Instructions to follow:
Each record below should be set down exactly.

Supplied information:
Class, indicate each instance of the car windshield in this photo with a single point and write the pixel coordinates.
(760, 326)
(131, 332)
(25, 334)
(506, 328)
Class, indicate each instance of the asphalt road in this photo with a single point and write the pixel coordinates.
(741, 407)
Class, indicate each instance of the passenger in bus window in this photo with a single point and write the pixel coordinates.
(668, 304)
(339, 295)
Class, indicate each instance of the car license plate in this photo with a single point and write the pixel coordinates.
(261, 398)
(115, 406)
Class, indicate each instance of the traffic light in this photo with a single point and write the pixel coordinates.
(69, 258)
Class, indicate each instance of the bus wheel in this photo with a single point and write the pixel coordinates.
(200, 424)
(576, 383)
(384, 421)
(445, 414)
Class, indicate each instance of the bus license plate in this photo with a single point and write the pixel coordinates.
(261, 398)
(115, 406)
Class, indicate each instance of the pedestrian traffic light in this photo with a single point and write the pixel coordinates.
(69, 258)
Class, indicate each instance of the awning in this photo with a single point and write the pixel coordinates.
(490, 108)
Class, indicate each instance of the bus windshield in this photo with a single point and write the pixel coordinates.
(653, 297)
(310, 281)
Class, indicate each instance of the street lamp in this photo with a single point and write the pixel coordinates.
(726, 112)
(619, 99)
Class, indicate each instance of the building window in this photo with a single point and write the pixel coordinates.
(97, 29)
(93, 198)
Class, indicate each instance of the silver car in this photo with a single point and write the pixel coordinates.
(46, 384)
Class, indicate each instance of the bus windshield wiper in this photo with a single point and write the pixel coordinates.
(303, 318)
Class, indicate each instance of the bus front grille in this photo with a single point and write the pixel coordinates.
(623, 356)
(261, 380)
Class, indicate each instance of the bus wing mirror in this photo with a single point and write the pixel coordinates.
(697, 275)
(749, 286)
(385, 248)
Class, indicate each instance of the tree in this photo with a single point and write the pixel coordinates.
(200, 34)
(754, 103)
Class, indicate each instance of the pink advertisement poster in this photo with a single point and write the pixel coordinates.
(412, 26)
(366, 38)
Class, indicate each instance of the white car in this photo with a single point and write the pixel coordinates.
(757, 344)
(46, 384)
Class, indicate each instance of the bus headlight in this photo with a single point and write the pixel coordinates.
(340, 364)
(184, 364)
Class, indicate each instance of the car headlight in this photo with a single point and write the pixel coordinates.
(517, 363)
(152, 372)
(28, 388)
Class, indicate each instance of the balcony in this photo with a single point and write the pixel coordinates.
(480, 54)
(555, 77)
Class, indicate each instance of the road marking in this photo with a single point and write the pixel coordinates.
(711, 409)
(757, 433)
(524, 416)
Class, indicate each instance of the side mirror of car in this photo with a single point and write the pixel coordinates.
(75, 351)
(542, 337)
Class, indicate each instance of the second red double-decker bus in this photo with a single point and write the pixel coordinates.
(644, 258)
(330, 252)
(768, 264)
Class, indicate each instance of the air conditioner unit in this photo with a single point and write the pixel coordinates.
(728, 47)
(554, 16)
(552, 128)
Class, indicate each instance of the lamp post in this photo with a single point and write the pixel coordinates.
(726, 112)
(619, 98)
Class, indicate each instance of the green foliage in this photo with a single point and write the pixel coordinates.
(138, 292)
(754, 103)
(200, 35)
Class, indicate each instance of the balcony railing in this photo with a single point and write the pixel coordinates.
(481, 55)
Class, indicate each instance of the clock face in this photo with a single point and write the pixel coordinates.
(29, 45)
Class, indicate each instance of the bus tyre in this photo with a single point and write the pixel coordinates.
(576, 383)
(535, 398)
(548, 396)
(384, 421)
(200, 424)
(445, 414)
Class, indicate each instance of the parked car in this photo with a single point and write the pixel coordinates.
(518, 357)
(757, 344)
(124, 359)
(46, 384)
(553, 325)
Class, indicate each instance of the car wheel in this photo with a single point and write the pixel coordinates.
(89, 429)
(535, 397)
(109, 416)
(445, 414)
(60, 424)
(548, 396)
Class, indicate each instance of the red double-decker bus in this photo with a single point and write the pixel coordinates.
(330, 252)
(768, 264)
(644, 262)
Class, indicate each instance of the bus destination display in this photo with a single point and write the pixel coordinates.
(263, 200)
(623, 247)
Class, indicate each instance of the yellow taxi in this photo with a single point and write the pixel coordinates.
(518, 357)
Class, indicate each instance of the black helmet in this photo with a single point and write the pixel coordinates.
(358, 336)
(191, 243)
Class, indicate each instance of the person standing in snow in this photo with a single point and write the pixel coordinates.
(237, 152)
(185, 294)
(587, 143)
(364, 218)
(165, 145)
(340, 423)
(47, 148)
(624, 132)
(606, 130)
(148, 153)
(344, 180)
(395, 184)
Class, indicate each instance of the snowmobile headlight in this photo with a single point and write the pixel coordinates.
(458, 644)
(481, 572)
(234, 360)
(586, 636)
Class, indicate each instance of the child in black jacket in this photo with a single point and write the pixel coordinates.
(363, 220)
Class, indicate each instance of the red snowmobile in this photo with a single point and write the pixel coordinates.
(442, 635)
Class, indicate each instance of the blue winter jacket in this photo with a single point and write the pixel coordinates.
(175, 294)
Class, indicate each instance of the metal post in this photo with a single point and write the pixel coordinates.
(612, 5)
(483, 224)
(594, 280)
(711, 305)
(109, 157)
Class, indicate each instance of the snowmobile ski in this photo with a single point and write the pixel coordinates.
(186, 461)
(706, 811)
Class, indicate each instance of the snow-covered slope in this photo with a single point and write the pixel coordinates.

Answer space:
Class, indicate each instance of the car windshield in this photo with a single point and write the pixel coordinates.
(760, 326)
(131, 332)
(25, 334)
(506, 328)
Class, indicate each instance of the asphalt road in this photo with a single point and write the pixel coordinates.
(741, 407)
Class, indicate each instance of the passenger in bus window in this photo with a single point and write the pixel coordinates.
(668, 304)
(339, 295)
Class, indicate each instance of the car license plate in this photo with a single point and write the pixel coordinates.
(261, 398)
(115, 406)
Class, indicate each instance of the traffic light in this photo with a single point and write the pixel coordinates.
(69, 258)
Class, indicate each instance of the bus wheel in this photo with a single point and write the pixel coordinates.
(200, 424)
(576, 383)
(384, 421)
(445, 414)
Class, indicate each instance of the bus license plate in this photo with a single point and write the pixel coordinates.
(261, 398)
(115, 406)
Class, indicate each instance of the pedestrian traffic light in this photo with a single point and write the pixel coordinates.
(69, 258)
Class, indicate each instance of the awning in this photo with a single point and write the pixel coordinates.
(490, 108)
Class, indicate each instance of the bus windshield in this photo with a single point and write the pixel coordinates.
(653, 297)
(310, 281)
Class, indicate each instance of the street lamp in this photo with a single point and write the pixel coordinates.
(726, 112)
(619, 99)
Class, indicate each instance of the building window in this photo with a single point and write the pixel coordinates.
(97, 29)
(93, 198)
Class, indicate each instance of the silver car in this photo with a single point and write the pixel coordinates.
(46, 384)
Class, indicate each instance of the bus windshield wiper in this photo with a single point and write the pixel coordinates.
(303, 318)
Class, indicate each instance of the bus front grille in this photo with a single point and write the pixel coordinates.
(623, 356)
(261, 380)
Class, indicate each instance of the bus wing mirror in this photo with a single point and write the pixel coordinates.
(697, 275)
(749, 286)
(385, 248)
Class, indicate each instance of the tree in this photo with a single point and write the pixel coordinates.
(200, 34)
(754, 103)
Class, indicate each instance of the pink advertisement poster in this photo with a single point and write the pixel coordinates.
(412, 26)
(366, 38)
Class, indicate each instance of the white car in this photo with a single point and write the pixel coordinates.
(757, 344)
(46, 384)
Class, indicate each instance of the bus headlight in this photo with a single point and write the pixel coordinates.
(340, 364)
(184, 364)
Class, indicate each instance of the car headlight in this photo with a single point and write the pixel coordinates.
(517, 363)
(152, 372)
(28, 388)
Class, indicate each instance of the balcony in this photo with a single point and write the pixel coordinates.
(480, 54)
(555, 77)
Class, indicate each instance of the road marking in this photo with a single point and write the pixel coordinates.
(711, 409)
(757, 433)
(524, 416)
Class, indicate each instance of the side mirror of car in this photo with a single point and write the pixel coordinates.
(75, 351)
(542, 337)
Class, indicate each instance of the second red double-decker bus in this photo with a single point and write the pixel coordinates.
(644, 258)
(330, 252)
(768, 264)
Class, indicate each instance of the air conditioner unit in this photo with a single point and write the pixel coordinates.
(728, 47)
(554, 16)
(552, 128)
Class, indicate each instance of the lamp post in this photo with a single point and write the pixel coordinates.
(726, 112)
(619, 98)
Class, indicate each instance of the green foliage in this photo with a single point and write the pixel coordinates.
(138, 292)
(754, 103)
(200, 35)
Class, indicate each instance of the balcony railing in this photo with a single point and write the pixel coordinates.
(481, 55)
Class, indicate each instance of the clock face in this photo with a single point and write the pixel coordinates.
(29, 45)
Class, indicate each instance of the bus tyre in this photo with a single point and write the pixel coordinates.
(576, 383)
(535, 398)
(548, 396)
(384, 421)
(200, 424)
(445, 414)
Class, indicate each instance of the parked car in this photo with a single point and write the pixel coordinates.
(518, 357)
(757, 344)
(124, 359)
(46, 384)
(553, 325)
Class, indicate each instance of the car wheel in this photo with a single point and write the pixel coordinates.
(89, 429)
(535, 397)
(109, 416)
(445, 414)
(60, 424)
(548, 396)
Class, indicate each instance of the red double-decker bus in this photo with a single point and write the pixel coordinates.
(330, 252)
(768, 264)
(644, 262)
Class, indicate each instance of the bus destination display in this photo with a single point and write the pixel coordinates.
(263, 200)
(623, 247)
Class, indicate each instance of the yellow taxi in this photo with a single point and write the pixel coordinates.
(518, 357)
Class, indicate each instance of the black helmet in this photo with a single point and write the pixel coordinates.
(358, 336)
(191, 243)
Class, indicate each instance of the person standing in snow in this photo with a single point and write the pixel coordinates.
(237, 152)
(185, 294)
(587, 143)
(364, 218)
(165, 145)
(340, 423)
(47, 148)
(624, 132)
(606, 130)
(148, 153)
(344, 180)
(395, 184)
Class, indicate each instance of the snowmobile headlight in this photo with a single point and write the pixel coordinates.
(458, 644)
(481, 572)
(234, 360)
(586, 636)
Class, indicate each instance of the child in black jacket in this photo with a single point and write the pixel coordinates.
(363, 220)
Class, indicate each instance of the red snowmobile in this photo with a single point and write the pixel coordinates.
(442, 635)
Class, indicate each instance of the blue winter jacket in this photo with a single point and write the pixel coordinates.
(175, 294)
Class, indicate each instance of the metal post in this photo with a single point and write the pixel coordinates.
(612, 5)
(483, 224)
(594, 280)
(711, 305)
(109, 157)
Class, indicate each instance of the snowmobile ski in this photo with a single point and write the pixel coordinates.
(186, 461)
(706, 811)
Class, indicate each instance of the snow-covered slope in this photo with a single point and write the pixel coordinates.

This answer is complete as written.